= Stated problem =
Can you update the rows below by putting "layout" in place of every "formatting" and leaving everything else untouched?
--------------------
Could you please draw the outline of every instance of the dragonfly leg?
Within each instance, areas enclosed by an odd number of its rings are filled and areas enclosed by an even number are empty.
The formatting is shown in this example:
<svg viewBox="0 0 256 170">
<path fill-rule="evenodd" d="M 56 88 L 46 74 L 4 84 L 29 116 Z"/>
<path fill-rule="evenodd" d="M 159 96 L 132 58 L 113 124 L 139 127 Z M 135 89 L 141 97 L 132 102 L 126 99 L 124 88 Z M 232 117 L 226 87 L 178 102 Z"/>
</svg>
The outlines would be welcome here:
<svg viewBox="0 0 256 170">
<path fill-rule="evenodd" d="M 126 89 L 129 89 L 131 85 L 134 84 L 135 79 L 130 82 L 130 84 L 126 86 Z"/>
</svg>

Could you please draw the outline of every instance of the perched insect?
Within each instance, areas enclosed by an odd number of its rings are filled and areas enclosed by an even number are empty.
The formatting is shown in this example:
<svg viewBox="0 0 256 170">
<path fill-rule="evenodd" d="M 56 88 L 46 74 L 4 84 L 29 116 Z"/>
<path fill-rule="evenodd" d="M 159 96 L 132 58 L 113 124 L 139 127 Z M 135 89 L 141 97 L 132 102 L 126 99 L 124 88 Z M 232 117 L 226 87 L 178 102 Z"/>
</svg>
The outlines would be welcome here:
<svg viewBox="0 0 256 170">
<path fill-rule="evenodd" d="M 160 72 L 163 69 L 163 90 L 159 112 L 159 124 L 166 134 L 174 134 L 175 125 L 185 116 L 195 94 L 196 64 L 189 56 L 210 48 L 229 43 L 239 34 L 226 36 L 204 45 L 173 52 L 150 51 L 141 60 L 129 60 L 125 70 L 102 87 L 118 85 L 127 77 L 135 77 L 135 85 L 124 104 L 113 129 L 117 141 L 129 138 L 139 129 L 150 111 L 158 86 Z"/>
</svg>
--------------------
= Written answer =
Could you please draw the outline of every instance of the dragonfly leg?
Within each instance, areas enclosed by an odd number of its rings are filled and areas enclosed by an even number are empty.
The layout is shown in this example:
<svg viewBox="0 0 256 170">
<path fill-rule="evenodd" d="M 56 88 L 46 74 L 4 84 L 29 116 Z"/>
<path fill-rule="evenodd" d="M 159 96 L 132 58 L 113 124 L 139 127 Z M 135 89 L 141 97 L 132 102 L 126 99 L 124 88 Z M 232 117 L 226 87 L 178 102 Z"/>
</svg>
The outlines would be welcome here:
<svg viewBox="0 0 256 170">
<path fill-rule="evenodd" d="M 126 89 L 129 89 L 131 85 L 134 84 L 135 79 L 130 82 L 130 84 L 126 86 Z"/>
</svg>

Could you please draw the outline of every instance of the perched insect?
Within each instance, areas enclosed by an odd number of its rings are filled and areas enclosed by an even number are empty.
The layout is shown in this example:
<svg viewBox="0 0 256 170">
<path fill-rule="evenodd" d="M 56 88 L 46 74 L 4 84 L 29 116 Z"/>
<path fill-rule="evenodd" d="M 159 96 L 132 58 L 113 124 L 139 127 Z M 135 89 L 141 97 L 132 102 L 126 99 L 124 88 Z M 232 117 L 226 87 L 178 102 Z"/>
</svg>
The outlines would be welcome here:
<svg viewBox="0 0 256 170">
<path fill-rule="evenodd" d="M 160 72 L 163 69 L 163 90 L 159 112 L 159 124 L 166 134 L 174 134 L 175 125 L 185 116 L 195 94 L 196 64 L 189 56 L 210 48 L 229 43 L 239 34 L 226 36 L 204 45 L 173 52 L 150 51 L 141 60 L 129 60 L 125 70 L 102 87 L 118 85 L 127 77 L 135 77 L 135 85 L 124 104 L 113 129 L 117 141 L 129 138 L 139 129 L 150 111 L 158 86 Z"/>
</svg>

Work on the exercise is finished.